%%

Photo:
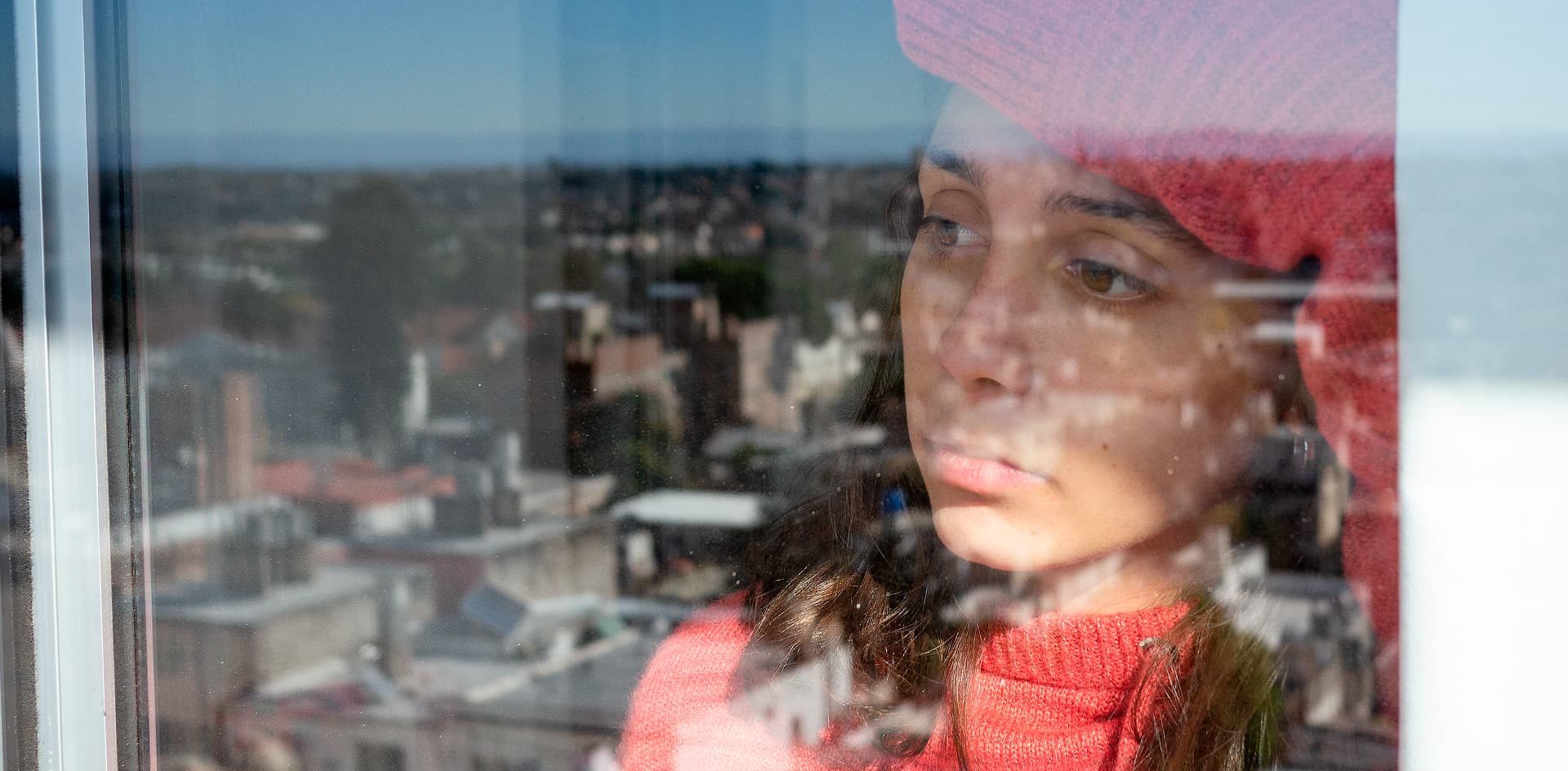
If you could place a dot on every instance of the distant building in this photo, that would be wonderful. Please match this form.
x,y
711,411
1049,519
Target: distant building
x,y
265,613
548,715
352,497
1317,632
684,544
543,559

%%

Directions >>
Update the data by swapping every "distant building" for "far-off building" and leaving everything else untouched. Leave out the pictures when you give it back.

Written response >>
Photo:
If you could place a dot on every instance of the far-off building in this photo, that would be wonderful. Please match this form.
x,y
711,411
1049,519
Target: far-off building
x,y
265,613
548,715
352,497
1317,632
684,544
543,559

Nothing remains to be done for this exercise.